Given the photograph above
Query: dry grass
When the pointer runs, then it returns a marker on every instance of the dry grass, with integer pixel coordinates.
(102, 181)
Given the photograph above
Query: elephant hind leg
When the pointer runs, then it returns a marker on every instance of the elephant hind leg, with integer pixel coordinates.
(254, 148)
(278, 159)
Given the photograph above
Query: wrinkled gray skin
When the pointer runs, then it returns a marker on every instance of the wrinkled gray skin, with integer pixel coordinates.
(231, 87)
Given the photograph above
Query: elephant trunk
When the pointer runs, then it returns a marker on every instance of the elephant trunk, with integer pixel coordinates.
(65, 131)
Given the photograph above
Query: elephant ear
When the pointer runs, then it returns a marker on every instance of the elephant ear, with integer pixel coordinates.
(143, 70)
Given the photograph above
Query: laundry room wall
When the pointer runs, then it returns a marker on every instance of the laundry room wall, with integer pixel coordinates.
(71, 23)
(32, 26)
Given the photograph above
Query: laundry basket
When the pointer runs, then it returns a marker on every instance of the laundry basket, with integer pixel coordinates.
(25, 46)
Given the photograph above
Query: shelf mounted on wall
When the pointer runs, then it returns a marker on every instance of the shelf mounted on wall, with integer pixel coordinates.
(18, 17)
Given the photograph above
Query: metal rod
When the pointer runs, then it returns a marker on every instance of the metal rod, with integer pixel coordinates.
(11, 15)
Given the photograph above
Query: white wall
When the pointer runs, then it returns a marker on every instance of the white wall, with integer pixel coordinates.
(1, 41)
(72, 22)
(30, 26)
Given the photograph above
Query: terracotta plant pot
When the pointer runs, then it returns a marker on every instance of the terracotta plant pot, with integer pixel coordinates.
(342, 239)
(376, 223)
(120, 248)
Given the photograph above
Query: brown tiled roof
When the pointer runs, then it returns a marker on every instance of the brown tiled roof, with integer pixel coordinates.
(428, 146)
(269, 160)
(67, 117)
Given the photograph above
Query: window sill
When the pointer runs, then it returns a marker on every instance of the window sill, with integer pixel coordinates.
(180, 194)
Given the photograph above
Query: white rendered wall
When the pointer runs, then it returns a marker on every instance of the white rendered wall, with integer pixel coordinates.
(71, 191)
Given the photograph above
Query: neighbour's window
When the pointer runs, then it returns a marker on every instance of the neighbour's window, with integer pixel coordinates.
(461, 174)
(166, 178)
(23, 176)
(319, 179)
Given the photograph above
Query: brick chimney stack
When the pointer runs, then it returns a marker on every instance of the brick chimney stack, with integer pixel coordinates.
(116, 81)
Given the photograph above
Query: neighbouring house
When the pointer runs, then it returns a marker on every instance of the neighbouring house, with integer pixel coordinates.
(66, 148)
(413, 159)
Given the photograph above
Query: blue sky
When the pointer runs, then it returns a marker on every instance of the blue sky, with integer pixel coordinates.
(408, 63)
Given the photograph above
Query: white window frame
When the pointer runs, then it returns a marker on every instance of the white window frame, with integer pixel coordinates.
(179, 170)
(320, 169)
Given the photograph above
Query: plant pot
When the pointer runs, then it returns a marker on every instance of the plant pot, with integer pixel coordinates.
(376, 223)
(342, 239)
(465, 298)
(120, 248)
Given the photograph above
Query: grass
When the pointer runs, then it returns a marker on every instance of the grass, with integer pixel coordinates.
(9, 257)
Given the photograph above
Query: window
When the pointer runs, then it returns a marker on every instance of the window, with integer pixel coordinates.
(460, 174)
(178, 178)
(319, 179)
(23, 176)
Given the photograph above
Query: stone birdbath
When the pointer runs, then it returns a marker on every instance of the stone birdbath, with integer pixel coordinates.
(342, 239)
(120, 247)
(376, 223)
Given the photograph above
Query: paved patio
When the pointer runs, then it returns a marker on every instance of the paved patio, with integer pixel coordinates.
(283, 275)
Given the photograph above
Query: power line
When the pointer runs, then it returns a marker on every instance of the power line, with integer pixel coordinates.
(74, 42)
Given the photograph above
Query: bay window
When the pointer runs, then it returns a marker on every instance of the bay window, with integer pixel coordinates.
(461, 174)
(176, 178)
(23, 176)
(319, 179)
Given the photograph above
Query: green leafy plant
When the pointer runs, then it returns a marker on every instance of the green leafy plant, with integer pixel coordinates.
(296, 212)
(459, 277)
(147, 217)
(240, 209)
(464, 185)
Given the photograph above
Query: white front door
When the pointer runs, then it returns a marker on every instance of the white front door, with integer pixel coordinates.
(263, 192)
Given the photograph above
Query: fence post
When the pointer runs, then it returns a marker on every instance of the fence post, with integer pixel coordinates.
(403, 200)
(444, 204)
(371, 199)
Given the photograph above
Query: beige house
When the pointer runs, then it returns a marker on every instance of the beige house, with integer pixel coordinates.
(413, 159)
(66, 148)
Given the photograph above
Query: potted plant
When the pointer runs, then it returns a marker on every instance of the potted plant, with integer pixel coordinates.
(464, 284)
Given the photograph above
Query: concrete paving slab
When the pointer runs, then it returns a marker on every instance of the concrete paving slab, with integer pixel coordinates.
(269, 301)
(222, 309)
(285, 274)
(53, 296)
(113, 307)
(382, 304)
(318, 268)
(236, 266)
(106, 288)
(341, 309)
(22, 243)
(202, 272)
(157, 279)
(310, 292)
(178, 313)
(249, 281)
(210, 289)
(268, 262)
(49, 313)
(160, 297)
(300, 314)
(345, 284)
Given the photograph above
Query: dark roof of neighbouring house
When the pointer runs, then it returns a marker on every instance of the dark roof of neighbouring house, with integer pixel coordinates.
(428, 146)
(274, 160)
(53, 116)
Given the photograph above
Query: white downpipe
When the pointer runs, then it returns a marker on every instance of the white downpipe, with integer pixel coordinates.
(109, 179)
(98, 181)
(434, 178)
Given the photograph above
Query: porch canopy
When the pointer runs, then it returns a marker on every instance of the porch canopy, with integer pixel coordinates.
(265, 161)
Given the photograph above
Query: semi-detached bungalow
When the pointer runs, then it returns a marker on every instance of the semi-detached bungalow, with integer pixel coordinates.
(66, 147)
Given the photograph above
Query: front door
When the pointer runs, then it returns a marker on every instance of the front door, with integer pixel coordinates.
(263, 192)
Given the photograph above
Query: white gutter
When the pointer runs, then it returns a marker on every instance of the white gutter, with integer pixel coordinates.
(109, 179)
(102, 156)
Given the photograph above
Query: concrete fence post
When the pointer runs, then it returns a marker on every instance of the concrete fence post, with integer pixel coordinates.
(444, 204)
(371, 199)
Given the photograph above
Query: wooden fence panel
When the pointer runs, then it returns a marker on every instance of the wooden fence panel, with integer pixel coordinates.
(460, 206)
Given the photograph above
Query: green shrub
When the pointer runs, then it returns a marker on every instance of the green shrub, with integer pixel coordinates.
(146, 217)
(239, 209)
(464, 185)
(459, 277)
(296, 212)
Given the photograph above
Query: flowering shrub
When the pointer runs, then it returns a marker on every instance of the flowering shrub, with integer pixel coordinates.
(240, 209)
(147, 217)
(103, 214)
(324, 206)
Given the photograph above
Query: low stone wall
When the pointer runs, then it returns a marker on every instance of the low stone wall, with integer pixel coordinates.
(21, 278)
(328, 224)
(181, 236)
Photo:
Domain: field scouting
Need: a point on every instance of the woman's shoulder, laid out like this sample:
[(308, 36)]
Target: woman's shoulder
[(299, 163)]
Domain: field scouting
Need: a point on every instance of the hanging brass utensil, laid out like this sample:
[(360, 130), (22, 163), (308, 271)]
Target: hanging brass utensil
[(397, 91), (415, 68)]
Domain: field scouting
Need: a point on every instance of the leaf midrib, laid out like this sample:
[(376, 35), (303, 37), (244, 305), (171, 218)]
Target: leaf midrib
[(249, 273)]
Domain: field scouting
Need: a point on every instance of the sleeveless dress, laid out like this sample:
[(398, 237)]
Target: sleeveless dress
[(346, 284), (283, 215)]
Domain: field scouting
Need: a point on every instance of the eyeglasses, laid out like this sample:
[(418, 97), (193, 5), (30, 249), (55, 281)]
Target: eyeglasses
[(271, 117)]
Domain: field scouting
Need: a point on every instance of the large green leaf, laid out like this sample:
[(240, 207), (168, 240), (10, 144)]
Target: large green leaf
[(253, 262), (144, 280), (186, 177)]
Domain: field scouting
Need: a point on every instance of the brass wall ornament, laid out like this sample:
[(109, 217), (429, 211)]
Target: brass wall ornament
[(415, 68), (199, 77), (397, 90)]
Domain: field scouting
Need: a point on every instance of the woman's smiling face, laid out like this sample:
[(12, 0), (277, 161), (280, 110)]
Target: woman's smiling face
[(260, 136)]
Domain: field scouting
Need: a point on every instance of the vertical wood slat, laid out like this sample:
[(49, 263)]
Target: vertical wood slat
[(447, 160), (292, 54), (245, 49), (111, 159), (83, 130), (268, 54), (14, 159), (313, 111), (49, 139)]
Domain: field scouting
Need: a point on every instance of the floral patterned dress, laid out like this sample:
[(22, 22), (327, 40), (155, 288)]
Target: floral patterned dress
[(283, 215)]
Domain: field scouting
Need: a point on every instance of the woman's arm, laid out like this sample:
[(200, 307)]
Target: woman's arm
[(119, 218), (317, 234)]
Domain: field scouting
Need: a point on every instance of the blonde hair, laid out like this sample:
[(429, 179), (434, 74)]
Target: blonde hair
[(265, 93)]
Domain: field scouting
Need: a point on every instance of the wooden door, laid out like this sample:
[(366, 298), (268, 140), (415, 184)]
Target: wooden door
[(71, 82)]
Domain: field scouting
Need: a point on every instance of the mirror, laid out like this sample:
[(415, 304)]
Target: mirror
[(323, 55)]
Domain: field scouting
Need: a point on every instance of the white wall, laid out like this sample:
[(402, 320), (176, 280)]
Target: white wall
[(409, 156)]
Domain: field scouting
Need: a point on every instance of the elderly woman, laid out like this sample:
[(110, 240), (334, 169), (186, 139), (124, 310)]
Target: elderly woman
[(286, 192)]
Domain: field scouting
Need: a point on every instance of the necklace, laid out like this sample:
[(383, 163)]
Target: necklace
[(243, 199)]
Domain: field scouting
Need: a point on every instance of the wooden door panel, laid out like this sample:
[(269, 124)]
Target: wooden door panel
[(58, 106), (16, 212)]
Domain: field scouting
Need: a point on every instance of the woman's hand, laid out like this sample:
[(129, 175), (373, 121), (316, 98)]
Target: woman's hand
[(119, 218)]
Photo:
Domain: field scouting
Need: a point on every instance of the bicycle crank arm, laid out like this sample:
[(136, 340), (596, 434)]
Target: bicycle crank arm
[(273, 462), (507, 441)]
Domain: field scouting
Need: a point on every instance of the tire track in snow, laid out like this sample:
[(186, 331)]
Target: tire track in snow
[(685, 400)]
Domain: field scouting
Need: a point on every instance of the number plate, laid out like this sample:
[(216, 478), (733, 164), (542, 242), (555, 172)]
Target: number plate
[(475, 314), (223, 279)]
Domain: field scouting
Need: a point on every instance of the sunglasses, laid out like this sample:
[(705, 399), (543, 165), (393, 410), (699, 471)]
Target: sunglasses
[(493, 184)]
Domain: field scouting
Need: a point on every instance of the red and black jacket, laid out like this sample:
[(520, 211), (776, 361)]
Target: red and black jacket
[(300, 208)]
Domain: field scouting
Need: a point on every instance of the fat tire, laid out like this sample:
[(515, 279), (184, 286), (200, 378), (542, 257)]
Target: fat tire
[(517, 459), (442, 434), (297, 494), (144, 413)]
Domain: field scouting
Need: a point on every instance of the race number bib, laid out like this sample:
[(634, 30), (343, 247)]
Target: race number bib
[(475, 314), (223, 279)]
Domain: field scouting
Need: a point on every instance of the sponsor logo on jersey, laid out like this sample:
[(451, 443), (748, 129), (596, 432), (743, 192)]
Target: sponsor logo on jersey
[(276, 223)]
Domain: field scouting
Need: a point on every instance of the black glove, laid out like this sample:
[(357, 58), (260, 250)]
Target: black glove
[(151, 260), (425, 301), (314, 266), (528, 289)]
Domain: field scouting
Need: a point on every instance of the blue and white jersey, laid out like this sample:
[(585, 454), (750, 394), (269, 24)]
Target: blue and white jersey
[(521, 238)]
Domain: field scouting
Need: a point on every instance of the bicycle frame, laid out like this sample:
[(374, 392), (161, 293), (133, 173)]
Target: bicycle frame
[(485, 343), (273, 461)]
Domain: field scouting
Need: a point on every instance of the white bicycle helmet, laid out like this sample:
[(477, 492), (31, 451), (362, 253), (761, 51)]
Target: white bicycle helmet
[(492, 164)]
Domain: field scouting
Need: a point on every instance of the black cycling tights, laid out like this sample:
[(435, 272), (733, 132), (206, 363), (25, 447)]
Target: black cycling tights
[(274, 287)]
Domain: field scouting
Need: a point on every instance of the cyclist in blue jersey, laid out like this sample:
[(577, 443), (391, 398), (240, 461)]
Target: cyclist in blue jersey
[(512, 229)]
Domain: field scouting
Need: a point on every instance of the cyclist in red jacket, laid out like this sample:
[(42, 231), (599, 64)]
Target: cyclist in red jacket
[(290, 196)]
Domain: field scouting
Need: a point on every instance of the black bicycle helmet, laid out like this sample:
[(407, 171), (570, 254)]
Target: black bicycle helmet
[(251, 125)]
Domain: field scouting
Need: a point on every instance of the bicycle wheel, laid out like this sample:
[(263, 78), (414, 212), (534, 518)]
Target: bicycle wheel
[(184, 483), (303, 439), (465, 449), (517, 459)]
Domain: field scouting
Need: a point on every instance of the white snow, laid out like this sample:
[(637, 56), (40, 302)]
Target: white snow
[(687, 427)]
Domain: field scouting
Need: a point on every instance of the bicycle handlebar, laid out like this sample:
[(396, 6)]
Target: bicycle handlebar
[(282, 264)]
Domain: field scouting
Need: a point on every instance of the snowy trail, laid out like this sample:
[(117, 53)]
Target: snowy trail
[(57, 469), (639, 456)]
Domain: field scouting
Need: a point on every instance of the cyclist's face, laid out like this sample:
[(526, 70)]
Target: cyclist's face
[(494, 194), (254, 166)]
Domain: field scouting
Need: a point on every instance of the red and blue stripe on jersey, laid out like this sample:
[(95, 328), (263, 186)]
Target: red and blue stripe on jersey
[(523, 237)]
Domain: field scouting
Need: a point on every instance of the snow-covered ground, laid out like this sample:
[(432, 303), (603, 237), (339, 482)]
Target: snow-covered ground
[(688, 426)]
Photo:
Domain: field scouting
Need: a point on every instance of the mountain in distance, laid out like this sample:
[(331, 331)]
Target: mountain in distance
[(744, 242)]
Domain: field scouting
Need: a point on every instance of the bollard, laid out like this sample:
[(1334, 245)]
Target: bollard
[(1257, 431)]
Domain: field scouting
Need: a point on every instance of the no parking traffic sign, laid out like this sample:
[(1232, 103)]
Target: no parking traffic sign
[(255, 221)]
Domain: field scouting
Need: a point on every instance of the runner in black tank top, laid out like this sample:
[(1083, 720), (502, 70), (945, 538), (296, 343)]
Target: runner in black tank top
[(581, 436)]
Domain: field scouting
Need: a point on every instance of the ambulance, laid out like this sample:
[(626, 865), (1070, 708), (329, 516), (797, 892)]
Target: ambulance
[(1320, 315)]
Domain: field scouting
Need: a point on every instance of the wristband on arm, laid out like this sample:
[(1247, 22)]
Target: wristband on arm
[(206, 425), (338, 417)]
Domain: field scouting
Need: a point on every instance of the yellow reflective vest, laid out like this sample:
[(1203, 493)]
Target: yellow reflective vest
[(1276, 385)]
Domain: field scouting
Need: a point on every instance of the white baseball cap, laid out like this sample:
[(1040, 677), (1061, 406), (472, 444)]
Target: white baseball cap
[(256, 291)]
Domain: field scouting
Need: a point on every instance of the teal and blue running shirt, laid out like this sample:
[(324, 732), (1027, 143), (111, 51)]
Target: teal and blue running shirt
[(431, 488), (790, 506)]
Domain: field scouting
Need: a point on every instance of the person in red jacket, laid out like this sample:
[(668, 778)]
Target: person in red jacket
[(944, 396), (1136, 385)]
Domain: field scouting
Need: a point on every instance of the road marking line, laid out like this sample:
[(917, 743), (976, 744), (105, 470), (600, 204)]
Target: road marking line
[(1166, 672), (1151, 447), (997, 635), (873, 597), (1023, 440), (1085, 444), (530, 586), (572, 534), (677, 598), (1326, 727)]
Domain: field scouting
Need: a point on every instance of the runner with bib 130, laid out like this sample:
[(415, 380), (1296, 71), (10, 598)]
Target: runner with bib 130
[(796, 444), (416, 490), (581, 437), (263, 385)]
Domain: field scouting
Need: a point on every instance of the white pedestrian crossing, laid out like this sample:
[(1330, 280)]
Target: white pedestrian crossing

++++++++

> _The task_
Return each line of the entries above that contains the string "brown", matching case exactly.

> _Answer for this exercise_
Query: brown tiled roof
When the pointer runs, then it returns a marker on every instance of the brown tiled roof, with integer pixel coordinates.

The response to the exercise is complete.